* _DIRECTIONS FOR THIS TASK_
Extract, verbatim, all lines starting at the one containing "Could you put a marker on the two-story" and ending with the final line of the listing, and no others.

* _RECORDS_
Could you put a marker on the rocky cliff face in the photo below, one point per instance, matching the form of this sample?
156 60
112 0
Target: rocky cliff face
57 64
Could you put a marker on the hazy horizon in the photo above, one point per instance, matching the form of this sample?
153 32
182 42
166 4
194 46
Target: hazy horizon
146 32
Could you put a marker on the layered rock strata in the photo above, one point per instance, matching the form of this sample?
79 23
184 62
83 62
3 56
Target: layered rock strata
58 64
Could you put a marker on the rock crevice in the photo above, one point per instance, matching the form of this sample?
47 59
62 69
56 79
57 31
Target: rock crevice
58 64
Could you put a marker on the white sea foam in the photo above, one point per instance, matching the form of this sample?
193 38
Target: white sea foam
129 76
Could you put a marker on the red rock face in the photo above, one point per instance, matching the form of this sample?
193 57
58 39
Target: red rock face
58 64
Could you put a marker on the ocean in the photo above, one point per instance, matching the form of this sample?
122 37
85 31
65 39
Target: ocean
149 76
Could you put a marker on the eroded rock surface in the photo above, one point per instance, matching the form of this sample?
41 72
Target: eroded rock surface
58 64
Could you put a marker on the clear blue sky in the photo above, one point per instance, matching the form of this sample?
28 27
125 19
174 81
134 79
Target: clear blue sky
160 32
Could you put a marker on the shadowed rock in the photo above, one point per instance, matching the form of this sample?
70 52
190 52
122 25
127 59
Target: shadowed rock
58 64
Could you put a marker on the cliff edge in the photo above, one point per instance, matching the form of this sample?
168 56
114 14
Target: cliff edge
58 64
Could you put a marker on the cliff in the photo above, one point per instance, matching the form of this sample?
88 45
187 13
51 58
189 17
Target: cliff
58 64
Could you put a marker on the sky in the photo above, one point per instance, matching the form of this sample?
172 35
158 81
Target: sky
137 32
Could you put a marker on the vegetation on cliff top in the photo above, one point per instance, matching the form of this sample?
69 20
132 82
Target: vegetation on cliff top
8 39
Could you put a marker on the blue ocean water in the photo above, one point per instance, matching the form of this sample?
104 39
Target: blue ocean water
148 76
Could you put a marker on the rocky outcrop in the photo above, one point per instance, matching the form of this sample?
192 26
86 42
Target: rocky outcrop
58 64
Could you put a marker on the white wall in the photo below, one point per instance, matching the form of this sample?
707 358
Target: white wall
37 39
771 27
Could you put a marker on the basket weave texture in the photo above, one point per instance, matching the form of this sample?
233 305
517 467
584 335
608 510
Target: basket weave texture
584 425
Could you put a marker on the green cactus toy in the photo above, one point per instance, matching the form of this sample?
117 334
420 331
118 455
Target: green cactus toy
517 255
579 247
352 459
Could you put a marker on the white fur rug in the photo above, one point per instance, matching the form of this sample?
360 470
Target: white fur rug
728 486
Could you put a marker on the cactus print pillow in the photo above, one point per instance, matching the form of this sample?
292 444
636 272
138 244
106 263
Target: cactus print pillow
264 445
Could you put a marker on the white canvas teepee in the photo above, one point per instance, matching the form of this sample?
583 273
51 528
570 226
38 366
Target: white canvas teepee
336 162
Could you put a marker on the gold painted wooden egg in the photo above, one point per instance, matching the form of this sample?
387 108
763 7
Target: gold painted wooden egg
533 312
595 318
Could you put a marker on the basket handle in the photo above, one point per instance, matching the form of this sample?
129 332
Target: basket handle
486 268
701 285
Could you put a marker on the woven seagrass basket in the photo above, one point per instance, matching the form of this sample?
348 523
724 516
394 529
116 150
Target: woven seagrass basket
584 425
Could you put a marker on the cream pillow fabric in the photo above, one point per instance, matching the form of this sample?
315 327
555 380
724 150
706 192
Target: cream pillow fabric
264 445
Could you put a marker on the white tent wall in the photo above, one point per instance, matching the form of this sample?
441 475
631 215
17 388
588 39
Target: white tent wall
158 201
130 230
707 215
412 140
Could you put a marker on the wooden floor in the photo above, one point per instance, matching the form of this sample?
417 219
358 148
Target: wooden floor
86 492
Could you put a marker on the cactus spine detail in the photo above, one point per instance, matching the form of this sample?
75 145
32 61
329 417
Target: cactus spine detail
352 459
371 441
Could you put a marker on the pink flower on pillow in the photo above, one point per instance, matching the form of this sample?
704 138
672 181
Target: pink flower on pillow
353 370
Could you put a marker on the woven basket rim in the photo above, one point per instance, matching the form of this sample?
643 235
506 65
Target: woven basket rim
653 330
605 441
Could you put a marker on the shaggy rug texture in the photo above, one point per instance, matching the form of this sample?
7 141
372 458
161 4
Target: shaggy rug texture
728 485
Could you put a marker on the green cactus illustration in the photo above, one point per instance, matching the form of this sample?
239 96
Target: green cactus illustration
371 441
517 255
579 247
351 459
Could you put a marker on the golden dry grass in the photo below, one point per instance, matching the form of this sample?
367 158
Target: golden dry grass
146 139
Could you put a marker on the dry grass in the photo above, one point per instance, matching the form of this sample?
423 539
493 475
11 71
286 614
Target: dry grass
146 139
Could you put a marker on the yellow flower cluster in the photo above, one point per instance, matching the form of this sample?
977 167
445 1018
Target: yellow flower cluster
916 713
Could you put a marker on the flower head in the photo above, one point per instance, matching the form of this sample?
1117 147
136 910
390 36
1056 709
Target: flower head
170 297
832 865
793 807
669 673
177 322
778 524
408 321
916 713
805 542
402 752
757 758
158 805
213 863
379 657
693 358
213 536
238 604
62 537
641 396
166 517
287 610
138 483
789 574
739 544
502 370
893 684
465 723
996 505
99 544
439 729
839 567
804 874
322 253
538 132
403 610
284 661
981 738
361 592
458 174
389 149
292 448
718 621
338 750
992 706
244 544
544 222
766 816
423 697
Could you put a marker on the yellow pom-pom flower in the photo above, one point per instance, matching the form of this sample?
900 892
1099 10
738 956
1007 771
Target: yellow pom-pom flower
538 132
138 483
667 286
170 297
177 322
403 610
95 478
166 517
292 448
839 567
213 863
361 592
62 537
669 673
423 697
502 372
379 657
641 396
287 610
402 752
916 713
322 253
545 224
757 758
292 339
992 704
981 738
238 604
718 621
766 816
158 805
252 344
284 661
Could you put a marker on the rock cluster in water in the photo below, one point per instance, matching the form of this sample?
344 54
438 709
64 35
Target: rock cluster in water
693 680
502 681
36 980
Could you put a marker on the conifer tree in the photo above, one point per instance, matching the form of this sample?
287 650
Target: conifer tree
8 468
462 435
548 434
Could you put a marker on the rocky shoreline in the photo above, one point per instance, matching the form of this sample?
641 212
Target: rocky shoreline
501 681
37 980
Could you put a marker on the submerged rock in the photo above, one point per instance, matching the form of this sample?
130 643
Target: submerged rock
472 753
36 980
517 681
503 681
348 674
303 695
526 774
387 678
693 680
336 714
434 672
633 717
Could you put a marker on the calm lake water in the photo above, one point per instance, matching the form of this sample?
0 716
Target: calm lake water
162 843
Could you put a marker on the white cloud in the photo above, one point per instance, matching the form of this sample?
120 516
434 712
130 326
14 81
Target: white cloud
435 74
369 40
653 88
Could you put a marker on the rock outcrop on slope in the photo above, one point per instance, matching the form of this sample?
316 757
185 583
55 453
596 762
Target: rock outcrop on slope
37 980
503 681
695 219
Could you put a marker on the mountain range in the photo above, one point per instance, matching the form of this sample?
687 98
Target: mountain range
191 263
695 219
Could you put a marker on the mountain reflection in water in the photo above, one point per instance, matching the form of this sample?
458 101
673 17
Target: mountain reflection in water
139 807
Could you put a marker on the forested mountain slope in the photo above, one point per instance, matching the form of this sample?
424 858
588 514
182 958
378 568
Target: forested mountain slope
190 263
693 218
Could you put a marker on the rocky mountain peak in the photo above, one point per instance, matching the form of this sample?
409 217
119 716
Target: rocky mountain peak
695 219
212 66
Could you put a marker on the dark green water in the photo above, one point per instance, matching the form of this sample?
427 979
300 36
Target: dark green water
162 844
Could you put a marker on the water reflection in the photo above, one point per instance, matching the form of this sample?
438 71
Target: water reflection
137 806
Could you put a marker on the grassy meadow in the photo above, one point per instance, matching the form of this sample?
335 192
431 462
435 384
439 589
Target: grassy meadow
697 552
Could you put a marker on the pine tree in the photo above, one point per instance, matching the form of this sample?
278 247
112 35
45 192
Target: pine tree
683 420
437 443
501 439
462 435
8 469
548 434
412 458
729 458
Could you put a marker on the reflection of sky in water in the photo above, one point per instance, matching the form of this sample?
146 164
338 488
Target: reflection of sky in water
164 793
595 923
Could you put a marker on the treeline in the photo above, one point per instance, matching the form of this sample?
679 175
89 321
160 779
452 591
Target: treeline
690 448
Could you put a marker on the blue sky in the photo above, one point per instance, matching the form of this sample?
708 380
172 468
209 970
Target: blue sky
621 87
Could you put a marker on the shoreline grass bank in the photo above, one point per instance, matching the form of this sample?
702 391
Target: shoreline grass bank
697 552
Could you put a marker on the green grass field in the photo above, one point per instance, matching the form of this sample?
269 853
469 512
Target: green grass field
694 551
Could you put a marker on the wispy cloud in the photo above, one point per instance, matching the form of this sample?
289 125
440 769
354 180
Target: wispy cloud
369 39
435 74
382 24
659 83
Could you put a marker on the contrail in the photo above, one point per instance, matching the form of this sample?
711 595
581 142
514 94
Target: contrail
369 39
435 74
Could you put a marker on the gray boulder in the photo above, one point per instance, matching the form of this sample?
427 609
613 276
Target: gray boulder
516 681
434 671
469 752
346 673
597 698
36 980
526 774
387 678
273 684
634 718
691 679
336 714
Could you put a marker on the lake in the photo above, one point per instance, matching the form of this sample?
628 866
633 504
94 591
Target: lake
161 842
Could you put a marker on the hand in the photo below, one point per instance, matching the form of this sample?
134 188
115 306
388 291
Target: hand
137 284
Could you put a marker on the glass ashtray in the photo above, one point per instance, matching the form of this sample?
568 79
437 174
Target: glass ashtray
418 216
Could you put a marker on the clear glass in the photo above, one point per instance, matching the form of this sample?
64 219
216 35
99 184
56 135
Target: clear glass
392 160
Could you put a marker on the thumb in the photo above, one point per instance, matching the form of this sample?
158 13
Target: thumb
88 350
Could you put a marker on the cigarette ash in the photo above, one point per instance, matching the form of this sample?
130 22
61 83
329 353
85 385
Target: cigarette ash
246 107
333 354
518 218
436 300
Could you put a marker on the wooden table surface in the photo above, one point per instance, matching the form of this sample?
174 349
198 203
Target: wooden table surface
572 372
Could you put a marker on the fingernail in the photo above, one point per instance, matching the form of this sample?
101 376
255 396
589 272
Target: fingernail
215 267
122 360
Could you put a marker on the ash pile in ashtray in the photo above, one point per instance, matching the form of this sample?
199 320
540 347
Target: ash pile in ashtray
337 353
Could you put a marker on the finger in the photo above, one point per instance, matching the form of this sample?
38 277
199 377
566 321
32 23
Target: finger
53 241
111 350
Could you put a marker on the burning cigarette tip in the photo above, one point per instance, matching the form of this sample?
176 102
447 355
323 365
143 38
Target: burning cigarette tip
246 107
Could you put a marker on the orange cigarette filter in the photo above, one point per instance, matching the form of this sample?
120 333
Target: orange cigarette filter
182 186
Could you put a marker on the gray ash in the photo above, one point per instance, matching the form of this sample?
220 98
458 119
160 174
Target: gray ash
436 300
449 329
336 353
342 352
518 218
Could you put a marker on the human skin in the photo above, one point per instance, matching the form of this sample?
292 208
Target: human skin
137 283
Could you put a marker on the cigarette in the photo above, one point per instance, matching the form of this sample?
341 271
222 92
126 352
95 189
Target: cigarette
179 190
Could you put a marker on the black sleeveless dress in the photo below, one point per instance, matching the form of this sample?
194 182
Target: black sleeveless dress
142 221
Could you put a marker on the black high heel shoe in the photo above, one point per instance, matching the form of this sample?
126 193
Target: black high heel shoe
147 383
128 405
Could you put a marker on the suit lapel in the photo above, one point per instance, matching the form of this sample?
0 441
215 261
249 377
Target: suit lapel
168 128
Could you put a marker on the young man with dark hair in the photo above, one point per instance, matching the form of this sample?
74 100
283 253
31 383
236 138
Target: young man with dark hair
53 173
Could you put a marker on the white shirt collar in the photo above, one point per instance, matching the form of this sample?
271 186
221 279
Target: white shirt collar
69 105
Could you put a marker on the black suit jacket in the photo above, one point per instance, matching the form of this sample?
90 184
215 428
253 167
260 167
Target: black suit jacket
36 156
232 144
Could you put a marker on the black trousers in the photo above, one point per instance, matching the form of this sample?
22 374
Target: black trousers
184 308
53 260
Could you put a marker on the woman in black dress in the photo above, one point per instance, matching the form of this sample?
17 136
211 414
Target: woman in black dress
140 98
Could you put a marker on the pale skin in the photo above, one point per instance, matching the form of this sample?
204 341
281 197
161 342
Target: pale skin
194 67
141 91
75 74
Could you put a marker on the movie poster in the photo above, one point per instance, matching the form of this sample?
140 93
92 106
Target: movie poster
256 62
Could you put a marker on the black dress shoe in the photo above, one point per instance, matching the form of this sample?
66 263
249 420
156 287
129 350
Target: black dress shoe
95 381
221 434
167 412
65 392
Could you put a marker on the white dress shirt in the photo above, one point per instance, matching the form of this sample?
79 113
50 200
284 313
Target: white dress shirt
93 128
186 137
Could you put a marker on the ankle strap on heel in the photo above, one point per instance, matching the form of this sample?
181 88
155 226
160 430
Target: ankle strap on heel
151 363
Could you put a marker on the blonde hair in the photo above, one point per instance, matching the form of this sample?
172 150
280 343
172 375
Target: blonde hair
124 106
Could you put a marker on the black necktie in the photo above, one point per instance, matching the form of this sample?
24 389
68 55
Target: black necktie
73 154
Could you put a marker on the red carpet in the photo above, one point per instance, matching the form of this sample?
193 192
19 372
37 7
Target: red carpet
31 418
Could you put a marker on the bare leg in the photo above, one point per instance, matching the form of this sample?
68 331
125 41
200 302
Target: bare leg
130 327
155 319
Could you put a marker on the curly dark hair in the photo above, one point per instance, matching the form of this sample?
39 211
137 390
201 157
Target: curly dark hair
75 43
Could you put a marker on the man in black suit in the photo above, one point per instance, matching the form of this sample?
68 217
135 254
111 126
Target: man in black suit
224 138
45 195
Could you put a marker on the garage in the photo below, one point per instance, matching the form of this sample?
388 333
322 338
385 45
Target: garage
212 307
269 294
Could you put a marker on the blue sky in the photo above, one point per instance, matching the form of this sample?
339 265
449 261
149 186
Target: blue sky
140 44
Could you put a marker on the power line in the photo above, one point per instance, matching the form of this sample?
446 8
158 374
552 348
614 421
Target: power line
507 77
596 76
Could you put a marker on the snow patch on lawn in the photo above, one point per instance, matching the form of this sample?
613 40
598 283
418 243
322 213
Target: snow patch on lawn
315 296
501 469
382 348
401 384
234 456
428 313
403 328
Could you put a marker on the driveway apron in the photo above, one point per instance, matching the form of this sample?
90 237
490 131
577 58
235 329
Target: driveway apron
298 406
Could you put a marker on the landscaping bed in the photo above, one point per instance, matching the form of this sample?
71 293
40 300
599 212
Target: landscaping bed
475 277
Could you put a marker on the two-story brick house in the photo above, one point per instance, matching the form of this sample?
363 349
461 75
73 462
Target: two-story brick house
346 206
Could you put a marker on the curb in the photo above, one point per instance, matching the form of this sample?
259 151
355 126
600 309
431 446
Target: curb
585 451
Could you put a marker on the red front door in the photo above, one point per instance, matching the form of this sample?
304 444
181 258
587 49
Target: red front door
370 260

* _FINAL RESULT_
Could you put a marker on the two-story brick house in the photo above, one point per instance, matching the form of this sample?
363 349
461 75
73 462
Target: two-story brick house
346 206
Could you put a marker on the curb in the photo above, one point per instance, matching the form of this sample?
259 151
355 126
600 309
431 446
Target: curb
585 451
Could you put a marker on the red front door in the photo above, one point per instance, matching the form of this sample?
304 444
181 258
587 49
Target: red front door
370 260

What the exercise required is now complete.